• PASSAGE PROVIDED:
Every research-active academic is familiar with the process of peer review. Certainly, there are differences between disciplines and debates over double-blind, single-blind, and open (in all its different forms) continue to rage. But, fundamentally, most academics with whom I speak hold up peer review as the “gold standard” to which we should subject work.

Yet, there are lots of things about peer review of which most researchers are ignorant. For instance, just in a logical sense, in my discipline: usually, we have two double-blind reviewers. If they disagree we commission a third to arbitrate. Why, though, should that third be any more or less reliable than the other two experts? How is it that, when two experts disagree, we resolve the dissensus by asking a third? Surely we might as well flip a coin if the two preceding experts have violently disagreed?

• DIRECTIVES:
- a) In the peer review passage, what does the author's discipline do when its two double-blind reviewers disagree?
- b) Pick up the peer review passage after its last sentence and carry it forward.

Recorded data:
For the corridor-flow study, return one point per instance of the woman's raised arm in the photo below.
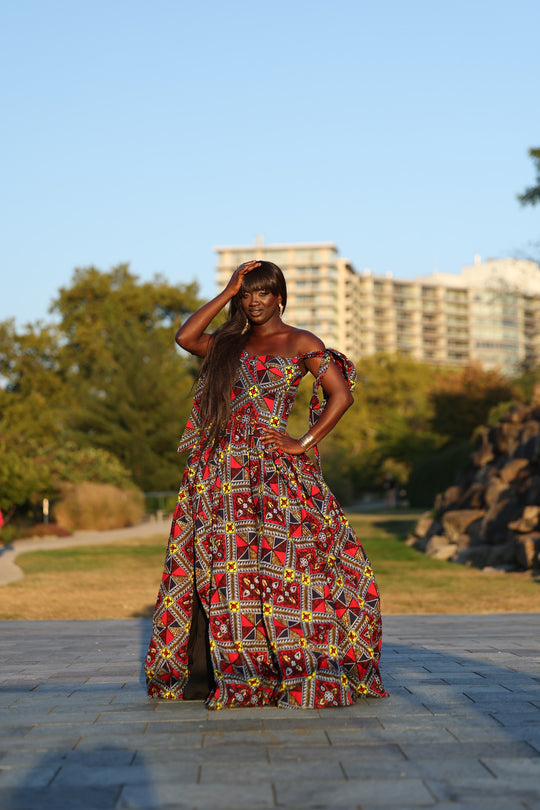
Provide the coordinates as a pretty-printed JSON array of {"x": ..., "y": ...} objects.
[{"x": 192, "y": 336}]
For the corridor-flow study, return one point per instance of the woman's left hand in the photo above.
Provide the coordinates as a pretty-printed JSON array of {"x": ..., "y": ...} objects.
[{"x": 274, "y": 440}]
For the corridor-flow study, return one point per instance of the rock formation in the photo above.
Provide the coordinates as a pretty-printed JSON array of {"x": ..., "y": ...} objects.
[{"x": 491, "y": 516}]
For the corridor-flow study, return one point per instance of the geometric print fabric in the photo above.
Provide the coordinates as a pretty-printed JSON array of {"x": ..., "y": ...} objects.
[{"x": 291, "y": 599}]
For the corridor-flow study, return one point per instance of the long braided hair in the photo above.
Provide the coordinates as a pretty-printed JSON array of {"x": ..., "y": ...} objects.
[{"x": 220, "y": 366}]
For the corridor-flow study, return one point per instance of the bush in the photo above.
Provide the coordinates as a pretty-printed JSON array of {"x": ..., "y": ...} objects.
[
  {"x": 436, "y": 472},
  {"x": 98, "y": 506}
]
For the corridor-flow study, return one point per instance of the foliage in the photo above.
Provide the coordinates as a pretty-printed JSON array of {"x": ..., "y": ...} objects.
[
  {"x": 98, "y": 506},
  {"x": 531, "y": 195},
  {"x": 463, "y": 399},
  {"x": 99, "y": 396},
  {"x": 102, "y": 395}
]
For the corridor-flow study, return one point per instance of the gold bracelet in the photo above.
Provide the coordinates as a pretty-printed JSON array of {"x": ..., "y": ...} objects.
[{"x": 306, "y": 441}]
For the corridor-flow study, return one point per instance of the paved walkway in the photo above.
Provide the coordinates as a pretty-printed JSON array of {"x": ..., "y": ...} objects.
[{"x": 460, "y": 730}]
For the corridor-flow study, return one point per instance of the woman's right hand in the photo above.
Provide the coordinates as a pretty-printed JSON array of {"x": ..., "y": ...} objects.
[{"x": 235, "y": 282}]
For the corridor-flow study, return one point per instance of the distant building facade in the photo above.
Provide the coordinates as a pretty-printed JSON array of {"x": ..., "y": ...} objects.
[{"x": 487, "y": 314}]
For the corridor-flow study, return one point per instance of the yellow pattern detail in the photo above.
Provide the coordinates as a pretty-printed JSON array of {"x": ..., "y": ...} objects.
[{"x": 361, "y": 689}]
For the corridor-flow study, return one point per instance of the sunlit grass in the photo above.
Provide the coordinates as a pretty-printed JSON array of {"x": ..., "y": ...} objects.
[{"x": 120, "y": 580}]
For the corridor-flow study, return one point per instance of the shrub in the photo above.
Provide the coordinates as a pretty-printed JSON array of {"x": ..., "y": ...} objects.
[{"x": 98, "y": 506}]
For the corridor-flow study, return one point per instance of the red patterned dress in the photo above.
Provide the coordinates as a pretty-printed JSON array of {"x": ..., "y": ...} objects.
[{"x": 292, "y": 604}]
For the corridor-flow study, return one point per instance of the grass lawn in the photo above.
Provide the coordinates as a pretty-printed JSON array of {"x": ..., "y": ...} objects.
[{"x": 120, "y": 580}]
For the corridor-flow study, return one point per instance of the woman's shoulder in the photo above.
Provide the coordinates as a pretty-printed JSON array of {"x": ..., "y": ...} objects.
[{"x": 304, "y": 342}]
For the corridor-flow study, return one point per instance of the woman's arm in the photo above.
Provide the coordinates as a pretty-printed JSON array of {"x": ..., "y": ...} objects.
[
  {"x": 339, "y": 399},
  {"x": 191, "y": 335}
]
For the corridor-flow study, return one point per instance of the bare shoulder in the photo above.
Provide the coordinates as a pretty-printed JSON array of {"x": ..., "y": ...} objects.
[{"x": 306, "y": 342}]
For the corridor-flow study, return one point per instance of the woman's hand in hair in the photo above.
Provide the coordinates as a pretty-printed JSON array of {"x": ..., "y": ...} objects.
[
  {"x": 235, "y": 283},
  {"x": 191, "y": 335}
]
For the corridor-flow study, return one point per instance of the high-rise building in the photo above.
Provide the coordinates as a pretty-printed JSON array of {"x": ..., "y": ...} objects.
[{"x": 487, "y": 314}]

• OUTPUTS BY TASK:
- a) It commissions a third reviewer to arbitrate.

- b)
Indeed, the predictive power of peer review is frequently over-rated. Several studies, for instance, have traced the fact that Nobel-prize-winning work has been rejected. Furthermore, another experiment by Peters and Ceci resubmitted papers that had been previously accepted at journals in disguised form. Only 8% were detected as plagiarism, yet 90% of the submissions were ultimately rejected. One might also consider the fact that over half of rejected papers go on to be published elsewhere anyway; a huge redundancy of labour in re-reviewing work in order to maintain a hierarchy of journal exclusivity. This is why our research team has previously been so concerned about the discourse of “excellence”. It turns out that not only are we poor at defining excellence, we are also poor at spotting it in advance.

Why are we so unaware of how well peer review works? Well, for one thing, it’s usually quite difficult to study, despite the fact that the programme at the Peer Review Congress conference appears as healthy as ever. Layers of anonymity combine with corporate interest and personal copyright to make it very difficult to obtain datasets of reader reports on which one can work. Furthermore, to question peer review, as a researcher, is in some ways to put one’s reputation on the line; “is s/he only attacking peer review because his/her work isn’t good enough?” is the type of question that others might ask.

This is why a recent research group of which I am PI, thanks to a generous grant from the Andrew W. Mellon Foundation, will be working with PLOS ONE to investigate their review process. PLOS have always had a clause that allows their dataset of reader reports to be used for research purposes and Veronique Kiermer, Executive Editor for PLOS Journals, will be on the team.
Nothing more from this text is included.